**GIVEN RECORDS:**
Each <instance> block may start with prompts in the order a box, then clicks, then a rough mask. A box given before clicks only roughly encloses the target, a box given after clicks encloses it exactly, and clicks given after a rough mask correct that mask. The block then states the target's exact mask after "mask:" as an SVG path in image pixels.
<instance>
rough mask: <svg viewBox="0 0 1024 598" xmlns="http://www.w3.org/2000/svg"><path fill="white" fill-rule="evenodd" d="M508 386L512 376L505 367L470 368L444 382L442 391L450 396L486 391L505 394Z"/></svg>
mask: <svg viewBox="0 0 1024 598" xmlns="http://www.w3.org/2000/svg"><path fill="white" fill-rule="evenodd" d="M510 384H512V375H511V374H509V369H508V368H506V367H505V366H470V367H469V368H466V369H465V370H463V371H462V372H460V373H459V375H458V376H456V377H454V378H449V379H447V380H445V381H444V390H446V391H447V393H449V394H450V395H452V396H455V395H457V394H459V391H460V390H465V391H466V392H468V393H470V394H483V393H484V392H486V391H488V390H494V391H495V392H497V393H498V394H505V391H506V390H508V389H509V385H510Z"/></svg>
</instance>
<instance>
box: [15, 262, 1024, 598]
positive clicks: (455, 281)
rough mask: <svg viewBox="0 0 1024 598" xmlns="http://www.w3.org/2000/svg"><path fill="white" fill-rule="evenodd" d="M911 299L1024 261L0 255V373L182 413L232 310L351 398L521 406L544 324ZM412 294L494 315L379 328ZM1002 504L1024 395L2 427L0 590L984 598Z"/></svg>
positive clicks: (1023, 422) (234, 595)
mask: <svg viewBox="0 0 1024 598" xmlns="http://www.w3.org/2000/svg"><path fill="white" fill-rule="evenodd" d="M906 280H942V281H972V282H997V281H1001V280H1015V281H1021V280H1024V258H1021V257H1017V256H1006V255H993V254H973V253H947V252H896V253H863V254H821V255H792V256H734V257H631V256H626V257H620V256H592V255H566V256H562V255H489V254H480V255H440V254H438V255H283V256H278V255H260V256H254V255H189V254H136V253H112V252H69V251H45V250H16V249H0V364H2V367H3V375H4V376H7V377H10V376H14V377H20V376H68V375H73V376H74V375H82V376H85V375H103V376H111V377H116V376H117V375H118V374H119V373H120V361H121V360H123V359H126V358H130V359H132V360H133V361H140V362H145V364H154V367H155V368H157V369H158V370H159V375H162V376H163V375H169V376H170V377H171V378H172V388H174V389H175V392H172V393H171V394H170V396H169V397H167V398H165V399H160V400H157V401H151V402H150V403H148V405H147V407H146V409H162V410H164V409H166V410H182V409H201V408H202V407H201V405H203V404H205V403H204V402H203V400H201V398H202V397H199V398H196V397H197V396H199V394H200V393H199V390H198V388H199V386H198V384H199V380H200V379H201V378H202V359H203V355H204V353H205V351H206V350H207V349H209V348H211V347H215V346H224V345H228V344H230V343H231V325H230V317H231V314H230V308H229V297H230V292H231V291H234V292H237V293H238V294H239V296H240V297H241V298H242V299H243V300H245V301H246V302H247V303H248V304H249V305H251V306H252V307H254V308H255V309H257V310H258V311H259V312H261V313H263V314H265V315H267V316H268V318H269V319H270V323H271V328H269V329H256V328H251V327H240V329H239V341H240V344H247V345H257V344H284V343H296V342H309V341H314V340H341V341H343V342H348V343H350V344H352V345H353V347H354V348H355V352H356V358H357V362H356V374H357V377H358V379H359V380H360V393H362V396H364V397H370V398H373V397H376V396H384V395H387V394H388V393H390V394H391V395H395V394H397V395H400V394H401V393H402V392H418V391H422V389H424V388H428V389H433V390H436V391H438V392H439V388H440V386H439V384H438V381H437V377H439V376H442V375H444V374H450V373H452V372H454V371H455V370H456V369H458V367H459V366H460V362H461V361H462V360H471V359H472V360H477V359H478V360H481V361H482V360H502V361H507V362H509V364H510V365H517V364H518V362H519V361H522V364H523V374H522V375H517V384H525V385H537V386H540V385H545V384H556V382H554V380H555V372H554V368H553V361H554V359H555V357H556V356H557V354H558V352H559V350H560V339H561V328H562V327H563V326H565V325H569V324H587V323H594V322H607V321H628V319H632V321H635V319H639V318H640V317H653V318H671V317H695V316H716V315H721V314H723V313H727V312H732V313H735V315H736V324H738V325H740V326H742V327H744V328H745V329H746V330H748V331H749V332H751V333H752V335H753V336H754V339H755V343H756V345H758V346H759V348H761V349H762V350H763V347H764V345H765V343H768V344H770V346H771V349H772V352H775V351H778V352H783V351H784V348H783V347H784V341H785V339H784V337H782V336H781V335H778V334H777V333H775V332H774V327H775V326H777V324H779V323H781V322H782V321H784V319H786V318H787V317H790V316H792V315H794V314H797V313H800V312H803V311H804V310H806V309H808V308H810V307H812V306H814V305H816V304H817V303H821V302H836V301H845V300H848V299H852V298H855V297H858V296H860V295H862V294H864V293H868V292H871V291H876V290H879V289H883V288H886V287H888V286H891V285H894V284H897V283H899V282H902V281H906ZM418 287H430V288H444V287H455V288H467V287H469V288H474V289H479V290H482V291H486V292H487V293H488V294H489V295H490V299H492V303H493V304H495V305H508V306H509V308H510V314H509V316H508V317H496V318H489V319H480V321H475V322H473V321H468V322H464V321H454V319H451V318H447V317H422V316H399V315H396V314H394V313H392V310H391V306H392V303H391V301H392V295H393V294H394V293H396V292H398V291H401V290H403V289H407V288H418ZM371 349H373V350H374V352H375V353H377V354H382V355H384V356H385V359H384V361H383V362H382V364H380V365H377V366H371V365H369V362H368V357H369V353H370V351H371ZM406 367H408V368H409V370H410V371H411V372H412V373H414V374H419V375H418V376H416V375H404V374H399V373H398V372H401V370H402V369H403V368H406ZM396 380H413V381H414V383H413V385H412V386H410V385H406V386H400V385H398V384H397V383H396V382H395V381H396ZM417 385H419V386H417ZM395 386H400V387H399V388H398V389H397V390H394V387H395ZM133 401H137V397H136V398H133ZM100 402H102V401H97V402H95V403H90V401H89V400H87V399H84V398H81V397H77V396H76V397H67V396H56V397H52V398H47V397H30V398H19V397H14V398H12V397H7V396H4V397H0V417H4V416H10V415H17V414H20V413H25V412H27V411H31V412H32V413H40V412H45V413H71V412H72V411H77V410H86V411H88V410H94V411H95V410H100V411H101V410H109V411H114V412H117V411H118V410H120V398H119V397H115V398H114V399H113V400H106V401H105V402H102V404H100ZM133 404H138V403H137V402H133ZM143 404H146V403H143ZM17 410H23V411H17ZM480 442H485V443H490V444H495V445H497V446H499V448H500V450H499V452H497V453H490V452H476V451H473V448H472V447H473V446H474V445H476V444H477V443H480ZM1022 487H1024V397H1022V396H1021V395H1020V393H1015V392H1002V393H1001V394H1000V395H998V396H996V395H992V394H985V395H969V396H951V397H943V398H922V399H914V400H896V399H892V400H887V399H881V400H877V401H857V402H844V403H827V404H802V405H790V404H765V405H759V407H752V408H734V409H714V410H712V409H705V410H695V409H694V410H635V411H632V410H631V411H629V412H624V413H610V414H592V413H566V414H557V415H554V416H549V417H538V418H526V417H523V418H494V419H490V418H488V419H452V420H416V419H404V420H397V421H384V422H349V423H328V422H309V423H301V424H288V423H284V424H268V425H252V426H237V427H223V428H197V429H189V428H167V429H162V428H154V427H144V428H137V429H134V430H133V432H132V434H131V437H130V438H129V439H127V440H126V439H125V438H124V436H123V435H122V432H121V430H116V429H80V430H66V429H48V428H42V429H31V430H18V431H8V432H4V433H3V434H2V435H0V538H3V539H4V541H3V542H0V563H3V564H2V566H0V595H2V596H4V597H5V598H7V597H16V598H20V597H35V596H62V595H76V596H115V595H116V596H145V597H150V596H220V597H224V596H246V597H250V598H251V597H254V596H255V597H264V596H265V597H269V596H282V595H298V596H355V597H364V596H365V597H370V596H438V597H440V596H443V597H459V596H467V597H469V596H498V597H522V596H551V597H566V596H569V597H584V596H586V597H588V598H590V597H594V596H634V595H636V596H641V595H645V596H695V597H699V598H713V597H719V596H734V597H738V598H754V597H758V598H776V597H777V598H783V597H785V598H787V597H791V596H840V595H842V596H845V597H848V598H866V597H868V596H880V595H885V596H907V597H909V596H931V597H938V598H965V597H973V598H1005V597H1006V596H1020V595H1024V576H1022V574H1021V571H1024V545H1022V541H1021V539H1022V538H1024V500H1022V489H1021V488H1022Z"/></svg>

**TASK PROMPT:** Copy out the items word for word, starting at the first line and ending at the line that contains "386L512 376L505 367L470".

**OUTPUT FOR THIS TASK:**
Each <instance> block may start with prompts in the order a box, then clicks, then a rough mask. A box given before clicks only roughly encloses the target, a box given after clicks encloses it exactly, and clicks given after a rough mask correct that mask. The block then states the target's exact mask after "mask:" as an SVG path in image pixels.
<instance>
rough mask: <svg viewBox="0 0 1024 598" xmlns="http://www.w3.org/2000/svg"><path fill="white" fill-rule="evenodd" d="M508 386L512 376L505 367L470 368L444 382L442 391L450 396L486 391L505 394Z"/></svg>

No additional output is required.